Exercise aim:
Match the string "girl" against each line below, and copy every line that matches.

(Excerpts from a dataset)
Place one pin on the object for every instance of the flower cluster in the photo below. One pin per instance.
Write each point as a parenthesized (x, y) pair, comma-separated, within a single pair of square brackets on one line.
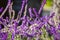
[(29, 27)]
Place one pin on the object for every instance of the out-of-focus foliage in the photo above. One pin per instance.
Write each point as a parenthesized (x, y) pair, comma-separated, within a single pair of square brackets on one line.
[(48, 4)]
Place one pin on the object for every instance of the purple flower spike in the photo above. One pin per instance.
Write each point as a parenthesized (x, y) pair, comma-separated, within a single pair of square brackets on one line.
[(1, 9)]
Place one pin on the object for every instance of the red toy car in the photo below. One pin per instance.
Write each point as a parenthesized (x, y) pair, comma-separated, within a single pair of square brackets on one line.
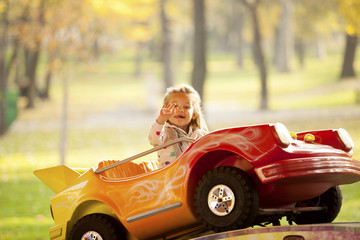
[(229, 179)]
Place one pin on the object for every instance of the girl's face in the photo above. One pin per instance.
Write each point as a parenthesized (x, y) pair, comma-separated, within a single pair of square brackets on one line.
[(184, 110)]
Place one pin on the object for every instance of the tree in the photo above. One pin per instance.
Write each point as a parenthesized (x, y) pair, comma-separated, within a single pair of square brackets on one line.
[(350, 10), (347, 70), (284, 43), (166, 46), (3, 74), (199, 49), (257, 51)]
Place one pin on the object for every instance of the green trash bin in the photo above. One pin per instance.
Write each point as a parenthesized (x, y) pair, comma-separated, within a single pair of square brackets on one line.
[(11, 111)]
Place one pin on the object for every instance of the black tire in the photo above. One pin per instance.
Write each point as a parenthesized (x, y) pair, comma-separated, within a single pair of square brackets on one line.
[(213, 205), (331, 199), (97, 225)]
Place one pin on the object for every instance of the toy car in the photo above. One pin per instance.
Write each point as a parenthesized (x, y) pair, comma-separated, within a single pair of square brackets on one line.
[(229, 179)]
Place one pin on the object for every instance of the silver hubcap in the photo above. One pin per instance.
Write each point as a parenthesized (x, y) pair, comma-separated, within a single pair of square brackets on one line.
[(221, 200), (91, 235)]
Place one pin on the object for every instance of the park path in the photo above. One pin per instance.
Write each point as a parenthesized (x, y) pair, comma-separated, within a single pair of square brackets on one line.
[(217, 116)]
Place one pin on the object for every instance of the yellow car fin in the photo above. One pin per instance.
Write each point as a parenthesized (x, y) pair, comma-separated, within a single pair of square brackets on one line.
[(57, 178)]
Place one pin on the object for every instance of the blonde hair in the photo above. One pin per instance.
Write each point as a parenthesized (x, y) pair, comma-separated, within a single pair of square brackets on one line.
[(198, 122)]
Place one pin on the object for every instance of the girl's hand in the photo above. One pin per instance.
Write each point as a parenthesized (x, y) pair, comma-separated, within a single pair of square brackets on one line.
[(166, 112)]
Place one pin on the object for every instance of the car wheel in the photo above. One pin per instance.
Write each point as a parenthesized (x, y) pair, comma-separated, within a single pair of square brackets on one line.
[(226, 199), (97, 227), (331, 200)]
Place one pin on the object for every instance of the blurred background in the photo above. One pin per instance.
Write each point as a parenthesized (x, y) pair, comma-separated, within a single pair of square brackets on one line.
[(82, 81)]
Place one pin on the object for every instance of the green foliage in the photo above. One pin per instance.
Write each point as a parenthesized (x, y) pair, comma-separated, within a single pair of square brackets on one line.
[(107, 86)]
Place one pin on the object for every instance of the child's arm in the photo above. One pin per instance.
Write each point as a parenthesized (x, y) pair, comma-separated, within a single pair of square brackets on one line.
[(165, 113), (156, 130)]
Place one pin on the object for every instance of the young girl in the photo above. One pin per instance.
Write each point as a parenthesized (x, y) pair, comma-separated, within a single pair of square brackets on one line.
[(180, 116)]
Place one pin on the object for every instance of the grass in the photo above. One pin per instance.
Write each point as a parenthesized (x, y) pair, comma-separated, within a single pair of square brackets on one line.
[(100, 87)]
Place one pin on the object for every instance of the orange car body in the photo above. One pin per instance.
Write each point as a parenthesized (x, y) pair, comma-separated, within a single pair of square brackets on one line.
[(151, 202)]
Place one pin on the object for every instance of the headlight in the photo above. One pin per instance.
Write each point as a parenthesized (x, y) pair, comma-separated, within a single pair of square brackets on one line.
[(283, 134), (345, 139)]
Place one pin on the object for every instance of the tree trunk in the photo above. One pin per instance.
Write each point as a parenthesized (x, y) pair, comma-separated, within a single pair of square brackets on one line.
[(32, 59), (64, 118), (31, 62), (258, 53), (199, 58), (166, 47), (138, 59), (239, 21), (284, 38), (3, 75), (348, 70), (300, 52)]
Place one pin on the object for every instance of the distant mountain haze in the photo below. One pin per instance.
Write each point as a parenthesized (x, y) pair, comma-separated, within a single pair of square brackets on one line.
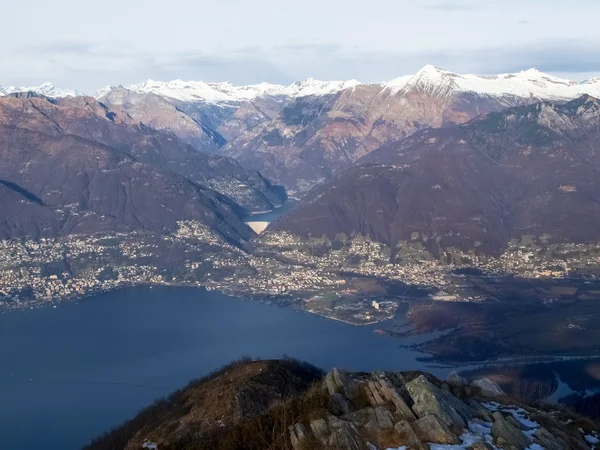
[(528, 170)]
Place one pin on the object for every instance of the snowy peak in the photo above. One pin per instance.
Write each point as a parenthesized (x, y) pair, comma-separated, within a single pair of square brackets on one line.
[(199, 91), (527, 83), (226, 93), (594, 80), (45, 89), (310, 86)]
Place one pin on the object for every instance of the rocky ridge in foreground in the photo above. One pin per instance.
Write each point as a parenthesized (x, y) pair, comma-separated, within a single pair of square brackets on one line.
[(293, 406)]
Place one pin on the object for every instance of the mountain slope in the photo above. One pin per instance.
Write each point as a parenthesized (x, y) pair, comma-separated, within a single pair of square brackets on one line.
[(345, 411), (316, 137), (58, 185), (528, 170), (92, 120)]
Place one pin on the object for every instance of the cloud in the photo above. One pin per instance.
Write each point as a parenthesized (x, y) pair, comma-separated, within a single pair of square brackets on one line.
[(88, 66), (451, 6)]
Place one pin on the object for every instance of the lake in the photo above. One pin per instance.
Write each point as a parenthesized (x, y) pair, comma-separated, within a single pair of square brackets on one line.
[(70, 373)]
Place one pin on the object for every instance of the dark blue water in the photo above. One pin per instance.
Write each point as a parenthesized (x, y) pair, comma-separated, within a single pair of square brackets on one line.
[(271, 216), (70, 373)]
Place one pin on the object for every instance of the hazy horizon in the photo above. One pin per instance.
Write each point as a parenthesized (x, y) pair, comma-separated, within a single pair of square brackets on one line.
[(280, 42)]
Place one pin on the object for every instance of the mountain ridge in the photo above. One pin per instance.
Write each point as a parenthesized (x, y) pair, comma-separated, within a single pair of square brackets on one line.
[(524, 83)]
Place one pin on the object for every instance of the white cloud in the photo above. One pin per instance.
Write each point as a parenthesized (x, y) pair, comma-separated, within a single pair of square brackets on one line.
[(77, 45)]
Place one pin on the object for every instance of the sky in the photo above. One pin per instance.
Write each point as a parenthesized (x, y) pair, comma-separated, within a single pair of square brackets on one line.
[(88, 45)]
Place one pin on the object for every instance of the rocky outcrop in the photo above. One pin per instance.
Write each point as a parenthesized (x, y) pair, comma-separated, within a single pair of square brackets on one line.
[(432, 429), (508, 436), (419, 412), (441, 417), (429, 399), (488, 388), (420, 190)]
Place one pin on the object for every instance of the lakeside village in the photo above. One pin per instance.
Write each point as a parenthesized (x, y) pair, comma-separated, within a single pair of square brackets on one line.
[(282, 269)]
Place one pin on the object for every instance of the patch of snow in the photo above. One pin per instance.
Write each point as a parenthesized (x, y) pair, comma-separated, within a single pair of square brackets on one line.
[(593, 440), (45, 89), (223, 93), (527, 83)]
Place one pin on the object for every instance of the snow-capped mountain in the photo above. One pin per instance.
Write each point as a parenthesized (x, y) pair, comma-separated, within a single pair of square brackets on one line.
[(430, 79), (527, 83), (45, 89), (227, 93)]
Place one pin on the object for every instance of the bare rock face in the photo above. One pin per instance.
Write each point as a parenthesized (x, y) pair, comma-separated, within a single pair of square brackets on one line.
[(431, 429), (381, 392), (455, 379), (488, 388), (298, 435), (408, 436), (338, 381), (429, 399), (508, 436), (372, 422), (547, 440)]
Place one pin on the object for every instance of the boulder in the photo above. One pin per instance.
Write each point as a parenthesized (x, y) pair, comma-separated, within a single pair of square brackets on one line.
[(338, 381), (548, 440), (481, 412), (429, 399), (378, 418), (480, 446), (488, 388), (497, 415), (340, 402), (408, 437), (382, 391), (455, 379), (431, 429), (508, 436), (320, 429), (344, 435), (297, 435)]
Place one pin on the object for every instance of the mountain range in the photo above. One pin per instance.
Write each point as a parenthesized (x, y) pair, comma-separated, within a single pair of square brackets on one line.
[(72, 165), (465, 161), (301, 135), (530, 170)]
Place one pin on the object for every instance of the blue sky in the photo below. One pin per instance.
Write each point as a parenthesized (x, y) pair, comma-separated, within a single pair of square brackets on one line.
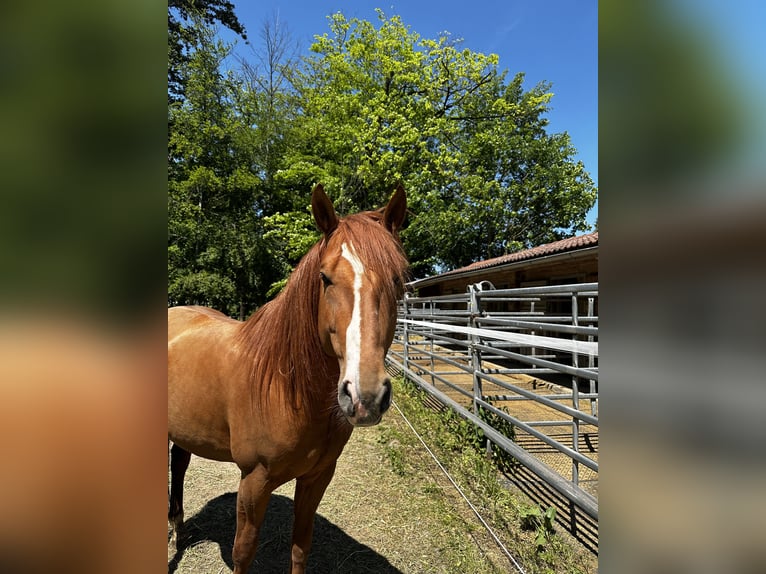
[(548, 40)]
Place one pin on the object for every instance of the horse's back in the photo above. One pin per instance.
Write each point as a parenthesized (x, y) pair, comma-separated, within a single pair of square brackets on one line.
[(181, 319), (200, 341)]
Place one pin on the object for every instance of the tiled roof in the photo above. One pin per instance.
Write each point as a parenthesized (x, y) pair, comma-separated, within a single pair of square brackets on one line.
[(569, 244)]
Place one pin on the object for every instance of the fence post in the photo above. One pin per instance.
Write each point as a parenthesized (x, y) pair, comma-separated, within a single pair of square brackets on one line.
[(592, 362), (575, 397), (405, 336)]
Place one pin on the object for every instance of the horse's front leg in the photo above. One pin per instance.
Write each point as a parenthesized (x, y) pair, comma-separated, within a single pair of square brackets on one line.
[(308, 493), (252, 500)]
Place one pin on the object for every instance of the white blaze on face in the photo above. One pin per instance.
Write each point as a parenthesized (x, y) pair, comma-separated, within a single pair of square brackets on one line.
[(354, 331)]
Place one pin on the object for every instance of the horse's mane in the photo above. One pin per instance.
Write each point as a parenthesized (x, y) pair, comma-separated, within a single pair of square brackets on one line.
[(280, 341)]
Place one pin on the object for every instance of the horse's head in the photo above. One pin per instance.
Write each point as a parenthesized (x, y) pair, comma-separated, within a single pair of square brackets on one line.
[(361, 272)]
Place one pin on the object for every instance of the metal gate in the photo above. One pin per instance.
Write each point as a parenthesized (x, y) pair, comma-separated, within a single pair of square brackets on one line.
[(528, 356)]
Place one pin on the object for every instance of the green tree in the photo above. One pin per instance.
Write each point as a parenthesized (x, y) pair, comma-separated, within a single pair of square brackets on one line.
[(483, 175), (183, 34), (217, 254)]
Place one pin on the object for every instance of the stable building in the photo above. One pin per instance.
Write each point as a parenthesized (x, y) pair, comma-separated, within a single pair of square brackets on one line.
[(571, 260)]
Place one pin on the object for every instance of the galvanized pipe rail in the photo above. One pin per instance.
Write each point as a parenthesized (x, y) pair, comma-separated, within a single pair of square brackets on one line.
[(458, 335)]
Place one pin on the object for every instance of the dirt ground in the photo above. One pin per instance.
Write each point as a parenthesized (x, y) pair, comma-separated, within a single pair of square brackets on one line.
[(397, 526), (372, 519)]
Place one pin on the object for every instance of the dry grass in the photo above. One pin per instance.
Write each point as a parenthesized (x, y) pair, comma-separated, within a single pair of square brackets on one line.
[(388, 510)]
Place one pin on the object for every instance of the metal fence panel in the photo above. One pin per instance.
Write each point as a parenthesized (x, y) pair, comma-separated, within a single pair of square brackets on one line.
[(488, 350)]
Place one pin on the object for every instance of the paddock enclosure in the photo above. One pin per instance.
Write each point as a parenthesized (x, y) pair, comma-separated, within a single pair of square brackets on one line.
[(529, 358)]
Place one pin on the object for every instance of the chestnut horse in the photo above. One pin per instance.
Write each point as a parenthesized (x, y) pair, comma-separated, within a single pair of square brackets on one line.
[(280, 393)]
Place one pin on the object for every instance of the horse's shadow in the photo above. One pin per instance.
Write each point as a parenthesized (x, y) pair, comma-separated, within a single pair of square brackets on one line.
[(332, 551)]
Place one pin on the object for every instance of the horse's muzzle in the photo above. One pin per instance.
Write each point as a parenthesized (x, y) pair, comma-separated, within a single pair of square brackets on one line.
[(364, 409)]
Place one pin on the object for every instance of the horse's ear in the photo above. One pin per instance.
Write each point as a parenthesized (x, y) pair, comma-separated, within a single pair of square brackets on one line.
[(324, 212), (396, 210)]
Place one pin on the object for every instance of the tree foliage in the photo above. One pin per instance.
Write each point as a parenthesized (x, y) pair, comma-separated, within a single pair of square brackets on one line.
[(372, 105), (184, 34)]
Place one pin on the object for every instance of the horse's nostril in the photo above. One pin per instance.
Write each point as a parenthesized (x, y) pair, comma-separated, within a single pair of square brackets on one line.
[(385, 397)]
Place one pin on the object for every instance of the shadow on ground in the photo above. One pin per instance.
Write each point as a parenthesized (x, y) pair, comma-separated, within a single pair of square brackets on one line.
[(333, 551)]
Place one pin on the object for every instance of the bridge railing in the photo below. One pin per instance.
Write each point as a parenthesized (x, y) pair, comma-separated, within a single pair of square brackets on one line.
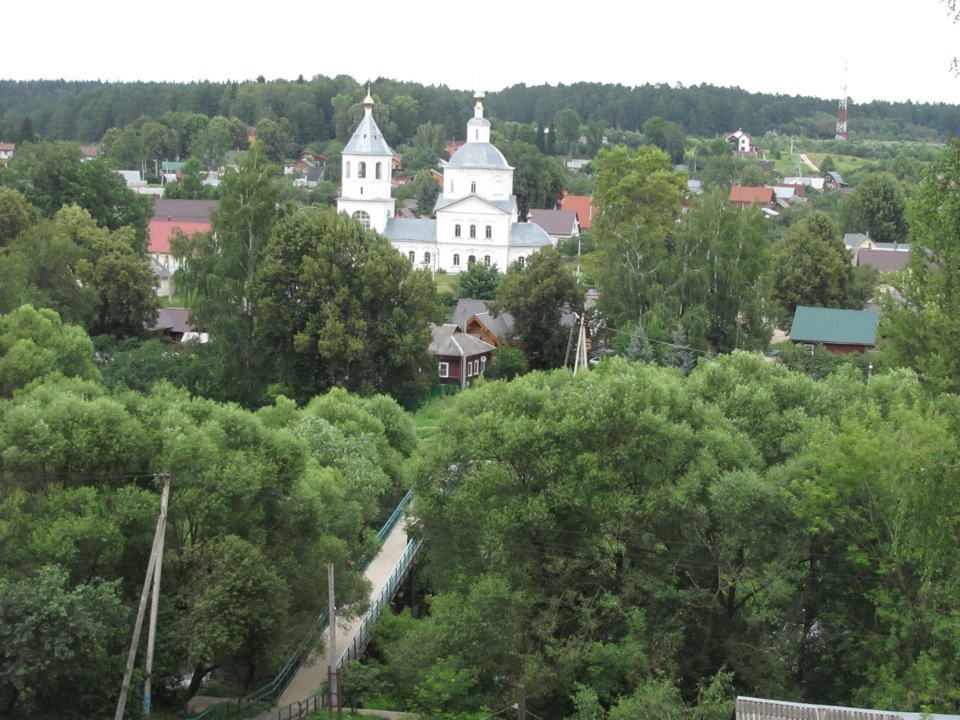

Problem solution:
Place one pin on the object for every instance of the girl's face in the photo above. One pin per instance.
Place one pin on the object for every instance of the girl's hand in the photo above. One pin per instance.
Place one pin on the object for every instance of the young girl in the photo above. One pin per instance.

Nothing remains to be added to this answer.